§ **YOUR INSTRUCTIONS**
Copy every line below. In the answers only, multiply each x and y coordinate by 2.6 and round it to a whole number, rounding halves up. Leave all other text unchanged, including the numbers in the format sample.

::: DATASET ROWS :::

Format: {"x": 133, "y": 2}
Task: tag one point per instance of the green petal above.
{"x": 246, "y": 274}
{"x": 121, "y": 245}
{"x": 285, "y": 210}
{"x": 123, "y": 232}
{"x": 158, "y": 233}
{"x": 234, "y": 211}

:::

§ **EXERCISE ANSWER**
Format: {"x": 133, "y": 2}
Task: tag one point per instance of the green petal above.
{"x": 640, "y": 712}
{"x": 315, "y": 637}
{"x": 741, "y": 546}
{"x": 320, "y": 603}
{"x": 411, "y": 606}
{"x": 608, "y": 549}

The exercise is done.